_Problem to solve_: Please explain, based on the news report below, why the Palestinian leaders postponed Wednesday's talks with Israel.

_Excerpt provided_:
——
Palestinians delay peace meeting over Israeli raid
Reuters, Ramallah
Palestinian leaders, angered by an Israeli raid that killed nine people, on Wednesday postponed talks with Israel aimed at bringing about a Middle East peace summit. In Bethlehem's Manger Square a Palestinian student choir sang and a visiting Korean pop band played to briefly lift spirits on another bleak Christmas for the town of Jesus's birth now encircled by Israeli forces. Top aides to Palestinian Prime Minister Ahmed Qurie and Israeli counterpart Ariel Sharon had been expected to meet in Jerusalem in continuing efforts to arrange a summit and revive a US-led peace "road map" battered by a resurgence of violence. "The meeting has been put off in protest at Israel's killing of Palestinians in Rafah," a Palestinian political source told Reuters, referring to Tuesday's tank and bulldozer incursion into a Gaza Strip refugee camp on the border with Egypt. Israeli officials could not be reached for comment. Israeli troops left Rafah on Wednesday after some of the fiercest clashes in two months. The army said it had uncovered an arms smuggling tunnel. Palestinian medics identified the dead as five militants, a policeman, and three bystanders. The bloodshed again highlighted the failure of either side to push ahead with the road map, which has confidence-building steps meant to pave the way to a Palestinian state by 2005. In Manger Square, lights twinkled festively from a towering Christmas tree and hundreds gathered to students singing carols and Koreans playing pop tunes with dancers alongside. But the festivities, followed by midnight Mass in the ancient Church of the Nativity built over the spot where Jesus was said to have been born, were a far cry from the thousands of pilgrims who would have once packed Bethlehem for Christmas. Israel said it had eased travel restrictions in the West Bank to allow pilgrims to reach Bethlehem for Christmas. After the Rafah raid, Palestinian militants vowed renewed suicide bombings in Israel. Israel demands a Palestinian crackdown on militants as required by the road map, and has said that if the plan fails it will take unilateral steps that could cost Palestinians some of the territory they want for a state in the West Bank and Gaza.
——
[Dataset entries]
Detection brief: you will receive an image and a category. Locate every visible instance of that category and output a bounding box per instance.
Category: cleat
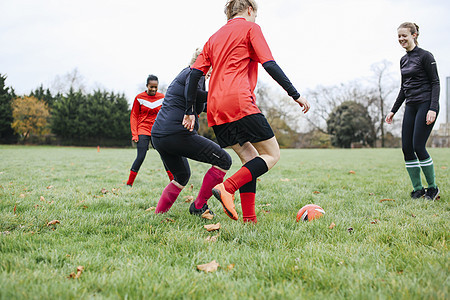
[189,202,214,216]
[212,183,238,220]
[425,187,439,201]
[411,188,425,199]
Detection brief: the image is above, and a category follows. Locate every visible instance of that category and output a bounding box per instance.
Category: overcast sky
[0,0,450,123]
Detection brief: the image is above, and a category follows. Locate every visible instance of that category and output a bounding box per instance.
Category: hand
[385,112,394,124]
[427,110,436,125]
[295,96,311,114]
[182,115,195,131]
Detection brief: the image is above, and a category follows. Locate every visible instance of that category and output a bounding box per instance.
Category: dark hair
[224,0,258,20]
[397,22,419,45]
[147,74,159,85]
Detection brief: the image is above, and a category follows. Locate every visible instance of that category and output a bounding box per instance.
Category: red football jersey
[192,18,274,126]
[130,92,164,140]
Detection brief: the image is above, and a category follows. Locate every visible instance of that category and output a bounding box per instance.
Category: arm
[422,53,441,125]
[263,60,300,100]
[262,60,310,113]
[130,98,140,142]
[182,69,203,131]
[391,88,405,114]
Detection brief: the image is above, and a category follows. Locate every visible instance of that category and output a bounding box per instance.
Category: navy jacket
[152,67,208,137]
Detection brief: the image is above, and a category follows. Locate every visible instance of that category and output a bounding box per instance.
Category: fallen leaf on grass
[197,260,219,273]
[205,234,219,242]
[67,266,84,279]
[380,199,395,203]
[161,218,175,223]
[203,223,221,231]
[47,220,60,226]
[184,195,194,203]
[202,209,214,220]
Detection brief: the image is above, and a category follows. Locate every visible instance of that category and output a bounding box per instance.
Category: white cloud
[0,0,450,122]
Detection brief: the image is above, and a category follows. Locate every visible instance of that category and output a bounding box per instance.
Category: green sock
[420,156,436,188]
[405,159,423,191]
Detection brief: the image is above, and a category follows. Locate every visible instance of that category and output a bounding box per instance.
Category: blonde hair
[397,22,419,45]
[224,0,258,20]
[189,48,203,66]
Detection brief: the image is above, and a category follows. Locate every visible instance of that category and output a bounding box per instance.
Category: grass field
[0,146,450,299]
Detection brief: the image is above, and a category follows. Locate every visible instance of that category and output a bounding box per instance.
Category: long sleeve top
[391,46,440,113]
[130,92,164,140]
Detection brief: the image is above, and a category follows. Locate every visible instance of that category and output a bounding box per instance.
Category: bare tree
[367,60,396,147]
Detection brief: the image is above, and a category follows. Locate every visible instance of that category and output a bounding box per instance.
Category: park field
[0,145,450,299]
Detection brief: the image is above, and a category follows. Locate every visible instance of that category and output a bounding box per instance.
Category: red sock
[240,193,256,223]
[127,171,137,185]
[223,166,253,194]
[195,167,226,209]
[155,182,181,214]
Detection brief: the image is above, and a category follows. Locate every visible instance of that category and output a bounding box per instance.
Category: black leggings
[131,135,168,173]
[402,101,437,161]
[152,134,232,186]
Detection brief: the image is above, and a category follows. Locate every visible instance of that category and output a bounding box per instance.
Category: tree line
[0,74,131,146]
[0,61,401,148]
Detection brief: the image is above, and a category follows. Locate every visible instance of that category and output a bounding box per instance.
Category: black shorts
[213,113,275,148]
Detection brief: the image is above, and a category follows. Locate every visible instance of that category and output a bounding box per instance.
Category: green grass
[0,146,450,299]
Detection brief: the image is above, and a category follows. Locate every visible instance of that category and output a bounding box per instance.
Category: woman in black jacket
[386,22,440,200]
[152,49,231,215]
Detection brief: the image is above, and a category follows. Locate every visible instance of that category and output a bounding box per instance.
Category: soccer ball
[297,204,325,222]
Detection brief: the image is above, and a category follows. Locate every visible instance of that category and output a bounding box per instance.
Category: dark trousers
[152,134,232,186]
[402,101,437,161]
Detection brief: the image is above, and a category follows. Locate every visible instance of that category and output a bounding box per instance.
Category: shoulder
[153,92,164,99]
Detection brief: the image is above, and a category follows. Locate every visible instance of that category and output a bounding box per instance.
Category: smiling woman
[386,22,440,200]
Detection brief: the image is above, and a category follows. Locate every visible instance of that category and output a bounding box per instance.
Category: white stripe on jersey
[138,98,164,109]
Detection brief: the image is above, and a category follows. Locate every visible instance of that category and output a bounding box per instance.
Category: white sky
[0,0,450,123]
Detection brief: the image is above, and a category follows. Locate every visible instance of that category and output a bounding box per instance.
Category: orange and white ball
[297,204,325,222]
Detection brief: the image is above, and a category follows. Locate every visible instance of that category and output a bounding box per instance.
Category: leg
[163,135,232,214]
[153,138,191,213]
[413,102,439,200]
[402,105,425,192]
[150,139,173,181]
[127,135,150,186]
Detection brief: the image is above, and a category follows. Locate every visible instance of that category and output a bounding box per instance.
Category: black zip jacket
[391,46,440,113]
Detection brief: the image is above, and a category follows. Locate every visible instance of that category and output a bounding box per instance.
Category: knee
[217,151,233,170]
[173,171,191,186]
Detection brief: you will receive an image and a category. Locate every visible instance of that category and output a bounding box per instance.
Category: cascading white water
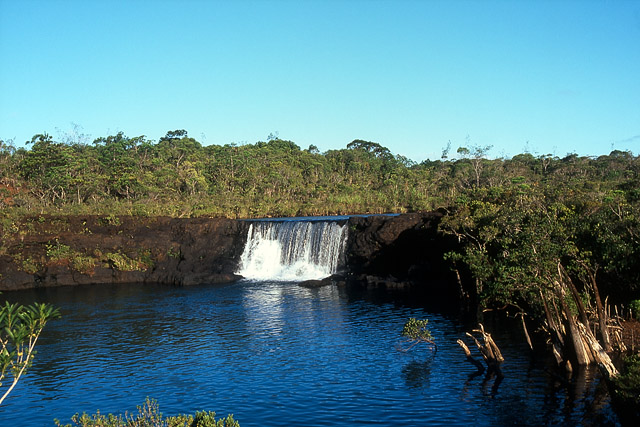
[238,221,347,281]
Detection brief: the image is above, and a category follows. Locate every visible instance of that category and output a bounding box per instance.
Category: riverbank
[0,212,455,297]
[0,215,246,290]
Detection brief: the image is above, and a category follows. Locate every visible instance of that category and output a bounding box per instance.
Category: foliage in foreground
[55,398,240,427]
[0,301,60,404]
[402,317,438,351]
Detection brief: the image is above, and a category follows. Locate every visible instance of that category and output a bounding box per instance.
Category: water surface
[0,281,616,427]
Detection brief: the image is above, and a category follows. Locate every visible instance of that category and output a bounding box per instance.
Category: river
[0,281,618,427]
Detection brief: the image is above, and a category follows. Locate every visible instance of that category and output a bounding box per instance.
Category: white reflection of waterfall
[238,221,347,281]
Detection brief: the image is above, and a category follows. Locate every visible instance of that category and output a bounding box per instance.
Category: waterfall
[238,220,347,281]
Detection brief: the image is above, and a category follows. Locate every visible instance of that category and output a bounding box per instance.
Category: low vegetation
[56,398,240,427]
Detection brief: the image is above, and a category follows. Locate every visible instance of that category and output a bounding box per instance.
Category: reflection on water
[0,282,616,427]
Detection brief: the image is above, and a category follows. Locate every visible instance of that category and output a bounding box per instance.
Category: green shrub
[55,398,240,427]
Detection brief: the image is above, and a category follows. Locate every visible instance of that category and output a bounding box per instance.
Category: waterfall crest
[238,220,347,281]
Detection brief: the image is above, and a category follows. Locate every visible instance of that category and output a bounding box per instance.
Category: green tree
[0,302,60,405]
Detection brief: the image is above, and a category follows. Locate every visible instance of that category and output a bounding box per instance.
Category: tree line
[0,130,639,218]
[0,130,640,304]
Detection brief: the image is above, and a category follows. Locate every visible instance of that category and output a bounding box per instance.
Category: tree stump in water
[457,323,504,377]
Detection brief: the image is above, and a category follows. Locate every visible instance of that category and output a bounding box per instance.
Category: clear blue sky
[0,0,640,161]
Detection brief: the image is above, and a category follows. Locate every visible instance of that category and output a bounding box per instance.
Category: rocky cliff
[346,212,459,296]
[0,212,460,293]
[0,216,247,290]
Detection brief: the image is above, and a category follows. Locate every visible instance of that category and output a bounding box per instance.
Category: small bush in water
[55,398,240,427]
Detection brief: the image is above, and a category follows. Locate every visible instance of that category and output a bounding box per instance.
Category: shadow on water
[0,282,618,427]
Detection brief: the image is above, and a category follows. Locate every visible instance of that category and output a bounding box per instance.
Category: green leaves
[400,317,438,351]
[0,301,60,404]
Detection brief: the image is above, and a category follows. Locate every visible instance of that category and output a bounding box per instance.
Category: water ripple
[0,282,615,427]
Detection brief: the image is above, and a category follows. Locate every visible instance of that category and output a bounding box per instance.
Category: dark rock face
[0,216,247,290]
[0,212,458,295]
[346,212,458,297]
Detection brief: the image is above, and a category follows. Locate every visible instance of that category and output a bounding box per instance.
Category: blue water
[0,282,616,427]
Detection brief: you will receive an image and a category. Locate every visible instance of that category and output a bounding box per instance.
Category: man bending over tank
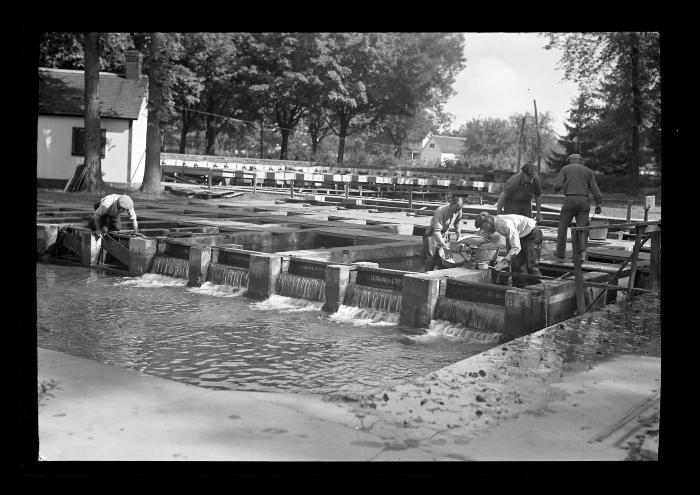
[88,194,139,234]
[474,211,542,287]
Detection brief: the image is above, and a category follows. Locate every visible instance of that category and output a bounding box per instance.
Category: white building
[420,133,466,167]
[36,50,148,189]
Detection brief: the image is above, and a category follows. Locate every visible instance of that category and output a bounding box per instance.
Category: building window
[71,127,107,158]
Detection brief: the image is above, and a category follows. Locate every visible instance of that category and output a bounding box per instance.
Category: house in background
[36,50,148,189]
[420,132,466,167]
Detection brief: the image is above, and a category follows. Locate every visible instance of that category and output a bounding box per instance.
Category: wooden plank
[628,225,646,296]
[571,220,661,232]
[649,230,661,290]
[583,281,651,292]
[571,232,586,315]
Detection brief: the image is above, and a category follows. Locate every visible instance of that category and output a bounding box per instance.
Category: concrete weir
[37,198,652,340]
[36,193,661,461]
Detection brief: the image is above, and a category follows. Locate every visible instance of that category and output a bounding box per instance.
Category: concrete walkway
[38,292,661,461]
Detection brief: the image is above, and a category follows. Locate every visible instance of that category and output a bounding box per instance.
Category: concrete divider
[187,246,211,287]
[527,272,610,329]
[399,274,440,327]
[246,253,282,299]
[129,237,158,276]
[36,223,59,256]
[322,265,357,313]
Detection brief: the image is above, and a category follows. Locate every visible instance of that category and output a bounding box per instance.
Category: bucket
[588,213,608,241]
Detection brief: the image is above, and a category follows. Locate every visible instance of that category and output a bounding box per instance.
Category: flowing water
[207,263,248,287]
[151,256,190,279]
[435,297,505,333]
[36,264,494,393]
[275,273,326,302]
[344,284,401,313]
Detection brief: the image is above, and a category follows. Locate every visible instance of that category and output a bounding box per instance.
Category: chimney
[124,50,142,80]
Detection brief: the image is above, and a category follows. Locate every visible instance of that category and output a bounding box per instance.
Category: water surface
[36,264,495,393]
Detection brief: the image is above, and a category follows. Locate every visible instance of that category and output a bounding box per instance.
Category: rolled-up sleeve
[589,174,603,205]
[554,169,566,193]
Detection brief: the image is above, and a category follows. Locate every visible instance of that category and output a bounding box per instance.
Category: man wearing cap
[474,211,542,286]
[423,196,463,272]
[554,154,603,259]
[496,162,542,222]
[88,194,139,234]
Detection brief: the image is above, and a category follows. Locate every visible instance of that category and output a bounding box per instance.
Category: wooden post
[649,230,661,290]
[571,230,586,315]
[627,199,632,223]
[627,225,646,299]
[532,100,542,174]
[515,117,525,172]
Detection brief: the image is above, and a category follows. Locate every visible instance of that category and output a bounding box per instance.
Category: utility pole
[532,100,542,174]
[515,117,525,172]
[260,117,264,158]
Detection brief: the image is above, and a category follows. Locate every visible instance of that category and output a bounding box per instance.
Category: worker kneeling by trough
[474,211,543,287]
[88,194,139,234]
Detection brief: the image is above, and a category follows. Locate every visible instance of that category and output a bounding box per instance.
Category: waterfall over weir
[435,297,505,333]
[207,263,248,288]
[275,273,326,302]
[343,284,401,313]
[151,256,190,278]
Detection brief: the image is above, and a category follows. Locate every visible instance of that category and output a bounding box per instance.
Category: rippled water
[36,264,494,393]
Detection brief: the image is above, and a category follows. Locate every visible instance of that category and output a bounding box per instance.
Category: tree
[83,33,104,192]
[140,33,166,194]
[39,32,134,72]
[544,32,661,191]
[312,33,464,163]
[546,85,600,170]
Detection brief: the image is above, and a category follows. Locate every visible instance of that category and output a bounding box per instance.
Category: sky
[445,33,577,134]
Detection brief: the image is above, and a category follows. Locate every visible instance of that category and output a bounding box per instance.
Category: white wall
[129,96,148,187]
[36,115,133,183]
[421,137,442,167]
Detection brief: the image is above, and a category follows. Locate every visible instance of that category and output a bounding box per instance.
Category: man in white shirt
[88,194,139,234]
[474,211,543,286]
[423,196,463,272]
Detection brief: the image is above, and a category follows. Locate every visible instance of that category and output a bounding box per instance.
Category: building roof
[433,134,466,155]
[39,67,148,120]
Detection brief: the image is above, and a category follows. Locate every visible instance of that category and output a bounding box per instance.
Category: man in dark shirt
[496,162,542,222]
[554,154,603,259]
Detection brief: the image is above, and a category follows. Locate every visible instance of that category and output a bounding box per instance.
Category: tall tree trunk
[82,33,104,192]
[309,131,320,155]
[140,33,163,194]
[336,114,348,163]
[180,110,194,154]
[280,129,291,160]
[204,115,219,155]
[628,33,642,193]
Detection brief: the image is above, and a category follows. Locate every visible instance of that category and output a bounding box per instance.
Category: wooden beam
[628,225,646,295]
[571,220,661,232]
[571,232,586,315]
[649,230,661,290]
[583,280,652,292]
——
_Response area_: A Palestinian political source said the meeting was put off in protest at Israel's killing of Palestinians in Rafah. This referred to Tuesday's tank and bulldozer incursion into a Gaza Strip refugee camp on the border with Egypt, a raid that killed nine people.